* _Raw records_
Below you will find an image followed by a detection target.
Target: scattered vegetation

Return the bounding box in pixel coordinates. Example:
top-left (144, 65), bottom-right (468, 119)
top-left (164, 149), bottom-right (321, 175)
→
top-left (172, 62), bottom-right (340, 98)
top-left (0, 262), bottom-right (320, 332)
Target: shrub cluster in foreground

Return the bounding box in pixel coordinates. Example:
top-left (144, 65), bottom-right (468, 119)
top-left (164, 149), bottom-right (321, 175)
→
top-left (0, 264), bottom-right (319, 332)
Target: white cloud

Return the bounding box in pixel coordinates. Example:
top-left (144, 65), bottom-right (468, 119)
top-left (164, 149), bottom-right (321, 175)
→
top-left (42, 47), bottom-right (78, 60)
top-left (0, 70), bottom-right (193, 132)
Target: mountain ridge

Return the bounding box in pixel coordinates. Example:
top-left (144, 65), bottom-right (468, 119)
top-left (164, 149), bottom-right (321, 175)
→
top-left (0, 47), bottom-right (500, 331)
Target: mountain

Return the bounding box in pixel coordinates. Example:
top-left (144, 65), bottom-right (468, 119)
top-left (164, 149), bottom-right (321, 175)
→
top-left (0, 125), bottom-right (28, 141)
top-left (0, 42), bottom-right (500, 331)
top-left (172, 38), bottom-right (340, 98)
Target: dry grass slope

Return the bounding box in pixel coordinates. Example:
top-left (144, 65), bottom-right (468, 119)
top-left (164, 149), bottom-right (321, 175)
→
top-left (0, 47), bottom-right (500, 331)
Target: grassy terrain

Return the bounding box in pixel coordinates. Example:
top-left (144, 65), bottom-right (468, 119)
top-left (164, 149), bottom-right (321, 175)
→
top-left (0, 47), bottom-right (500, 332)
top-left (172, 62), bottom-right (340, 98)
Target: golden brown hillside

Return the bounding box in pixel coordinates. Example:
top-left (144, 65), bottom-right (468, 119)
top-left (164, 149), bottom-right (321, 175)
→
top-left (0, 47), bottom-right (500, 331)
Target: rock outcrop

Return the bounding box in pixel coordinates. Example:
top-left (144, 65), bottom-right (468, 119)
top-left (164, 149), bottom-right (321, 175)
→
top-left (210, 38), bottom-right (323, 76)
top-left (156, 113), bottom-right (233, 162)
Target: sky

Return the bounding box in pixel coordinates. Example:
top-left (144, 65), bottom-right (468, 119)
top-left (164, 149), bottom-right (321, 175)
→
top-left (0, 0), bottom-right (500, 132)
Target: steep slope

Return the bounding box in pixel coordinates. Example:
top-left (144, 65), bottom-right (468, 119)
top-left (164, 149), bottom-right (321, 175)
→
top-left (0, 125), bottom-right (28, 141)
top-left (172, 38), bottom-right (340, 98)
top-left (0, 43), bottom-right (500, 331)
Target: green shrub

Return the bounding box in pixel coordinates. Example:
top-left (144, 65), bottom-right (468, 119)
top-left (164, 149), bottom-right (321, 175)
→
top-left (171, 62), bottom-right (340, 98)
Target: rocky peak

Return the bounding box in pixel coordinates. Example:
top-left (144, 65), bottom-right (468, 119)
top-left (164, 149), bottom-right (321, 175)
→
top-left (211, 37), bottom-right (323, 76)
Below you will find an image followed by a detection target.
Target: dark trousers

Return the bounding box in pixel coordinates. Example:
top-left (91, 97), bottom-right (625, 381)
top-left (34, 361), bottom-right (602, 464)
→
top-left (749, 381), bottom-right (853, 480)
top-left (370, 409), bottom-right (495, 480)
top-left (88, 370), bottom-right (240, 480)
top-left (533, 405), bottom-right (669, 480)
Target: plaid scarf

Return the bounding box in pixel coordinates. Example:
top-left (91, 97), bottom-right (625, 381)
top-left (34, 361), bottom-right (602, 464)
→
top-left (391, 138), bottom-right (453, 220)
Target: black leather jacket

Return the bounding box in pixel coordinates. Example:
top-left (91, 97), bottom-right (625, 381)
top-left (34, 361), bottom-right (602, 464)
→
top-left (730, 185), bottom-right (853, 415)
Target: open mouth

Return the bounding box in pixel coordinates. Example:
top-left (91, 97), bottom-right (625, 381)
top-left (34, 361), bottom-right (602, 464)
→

* _Directions_
Can you reproduce the material above with "bounding box" swapped for "enclosing rectangle" at every occurrence and nothing else altered?

* _Result of this task_
Below you will find an image followed by a detection target.
Target: scattered vegetation

Return the enclosing rectangle in pixel coordinates. Example:
top-left (144, 65), bottom-right (468, 119)
top-left (164, 149), bottom-right (321, 175)
→
top-left (172, 62), bottom-right (340, 98)
top-left (0, 262), bottom-right (320, 332)
Target: shrub cluster in foreground

Return the enclosing rectangle in pixel coordinates. Example:
top-left (144, 65), bottom-right (468, 119)
top-left (164, 149), bottom-right (321, 175)
→
top-left (0, 264), bottom-right (319, 332)
Target: white cloud

Return the enclosing rectangle in pixel coordinates. Example:
top-left (144, 65), bottom-right (468, 119)
top-left (164, 149), bottom-right (321, 175)
→
top-left (42, 47), bottom-right (78, 60)
top-left (0, 70), bottom-right (193, 132)
Target: mountain ridge

Return the enclosing rectangle in pixel coordinates. Example:
top-left (144, 65), bottom-right (468, 119)
top-left (164, 149), bottom-right (321, 175)
→
top-left (0, 47), bottom-right (500, 331)
Target: mountain

Return the enclosing rectangle in pixel coordinates. Example:
top-left (144, 65), bottom-right (468, 119)
top-left (164, 149), bottom-right (321, 175)
→
top-left (0, 125), bottom-right (28, 141)
top-left (0, 42), bottom-right (500, 331)
top-left (172, 38), bottom-right (340, 98)
Target: dry grass slope

Return the enclosing rectangle in pixel coordinates. Example:
top-left (144, 65), bottom-right (468, 119)
top-left (164, 149), bottom-right (321, 175)
→
top-left (0, 47), bottom-right (500, 331)
Target: grassy terrain

Return the enclosing rectangle in pixel coordinates. Example:
top-left (144, 65), bottom-right (468, 119)
top-left (164, 149), bottom-right (321, 175)
→
top-left (0, 47), bottom-right (500, 332)
top-left (172, 62), bottom-right (340, 98)
Target: golden brown hillside

Return the enclosing rectangle in pixel coordinates. Example:
top-left (144, 65), bottom-right (468, 119)
top-left (164, 149), bottom-right (321, 175)
→
top-left (0, 47), bottom-right (500, 331)
Target: rock outcrop

Return the enclosing rectangle in pixel coordinates. Example:
top-left (144, 65), bottom-right (468, 119)
top-left (164, 149), bottom-right (321, 175)
→
top-left (210, 38), bottom-right (323, 76)
top-left (156, 113), bottom-right (233, 162)
Target: sky

Return the enclosing rectangle in pixel coordinates. Example:
top-left (144, 65), bottom-right (468, 119)
top-left (164, 149), bottom-right (321, 175)
→
top-left (0, 0), bottom-right (500, 132)
Target: steep slope

Return the enclosing rectangle in pixel coordinates. Example:
top-left (144, 65), bottom-right (468, 119)
top-left (164, 149), bottom-right (321, 175)
→
top-left (0, 125), bottom-right (28, 141)
top-left (172, 38), bottom-right (340, 98)
top-left (0, 43), bottom-right (500, 331)
Target: green shrub

Return the enclosing rectangle in pixel coordinates. Example:
top-left (144, 65), bottom-right (468, 119)
top-left (164, 149), bottom-right (321, 175)
→
top-left (171, 62), bottom-right (340, 98)
Target: rocky peak

Return the enclosing rectangle in pixel coordinates. Example:
top-left (144, 65), bottom-right (468, 119)
top-left (164, 149), bottom-right (321, 175)
→
top-left (211, 37), bottom-right (323, 76)
Below you will find an image followed by a detection target.
Target: dark trousers

Return the enclosing rectangle in pixel coordinates. Example:
top-left (91, 97), bottom-right (625, 381)
top-left (34, 361), bottom-right (602, 464)
→
top-left (749, 381), bottom-right (853, 480)
top-left (370, 409), bottom-right (495, 480)
top-left (88, 370), bottom-right (240, 480)
top-left (533, 405), bottom-right (669, 480)
Target: plaid scarf

Return the enclosing rectangle in pixel coordinates. Example:
top-left (91, 97), bottom-right (625, 381)
top-left (34, 361), bottom-right (602, 464)
→
top-left (391, 138), bottom-right (453, 220)
Target: black leather jacket

Return the enclosing rectangle in pixel coordinates. Example:
top-left (91, 97), bottom-right (625, 381)
top-left (34, 361), bottom-right (602, 464)
→
top-left (730, 185), bottom-right (853, 415)
Target: open mouth

Return the enclosing rectangle in pixel coordinates. Example:
top-left (91, 97), bottom-right (625, 381)
top-left (34, 361), bottom-right (602, 464)
→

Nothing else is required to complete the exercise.